▶ The problem: Convert every line of all the entries below into a Markdown table with the columns Row and Line, numbering the lines in order and skipping any blank ones. Leave the pictures out of the table.

───── Entries supplied

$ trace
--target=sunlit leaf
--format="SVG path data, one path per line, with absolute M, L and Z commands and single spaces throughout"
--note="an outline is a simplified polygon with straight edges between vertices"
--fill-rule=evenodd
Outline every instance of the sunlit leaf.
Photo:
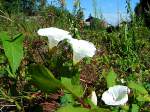
M 83 88 L 81 85 L 74 85 L 71 82 L 70 78 L 61 77 L 61 83 L 75 96 L 82 96 L 83 95 Z
M 106 76 L 108 88 L 116 85 L 116 78 L 117 78 L 117 74 L 114 72 L 113 69 L 111 69 L 108 75 Z
M 139 112 L 139 106 L 137 104 L 132 104 L 131 112 Z
M 60 81 L 42 65 L 32 65 L 29 73 L 32 77 L 33 84 L 45 92 L 55 92 L 62 88 Z
M 7 32 L 1 32 L 0 38 L 12 72 L 15 73 L 23 58 L 23 35 L 17 35 L 13 40 L 10 40 Z
M 141 84 L 137 84 L 133 81 L 128 83 L 128 87 L 134 89 L 140 94 L 148 94 L 147 90 Z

──────────

▶ Full solution:
| Row | Line |
|---|---|
| 1 | $ trace |
| 2 | --target=sunlit leaf |
| 3 | --format="SVG path data, one path per line, with absolute M, L and Z commands and single spaces throughout" |
| 4 | --note="an outline is a simplified polygon with straight edges between vertices" |
| 5 | --fill-rule=evenodd |
| 6 | Outline every instance of the sunlit leaf. |
| 7 | Photo: |
| 8 | M 83 88 L 81 85 L 74 85 L 71 82 L 70 78 L 61 77 L 61 83 L 75 96 L 82 96 L 83 95 Z |
| 9 | M 106 76 L 108 88 L 116 85 L 116 78 L 117 78 L 117 74 L 114 72 L 113 69 L 111 69 L 108 75 Z |
| 10 | M 139 112 L 139 106 L 137 104 L 132 104 L 131 112 Z |
| 11 | M 60 81 L 42 65 L 32 65 L 29 73 L 32 77 L 33 84 L 45 92 L 55 92 L 62 88 Z |
| 12 | M 7 32 L 1 32 L 0 38 L 12 72 L 15 73 L 23 58 L 23 35 L 17 35 L 13 40 L 10 40 Z |
| 13 | M 141 84 L 137 84 L 133 81 L 128 83 L 128 87 L 134 89 L 140 94 L 148 94 L 147 90 Z |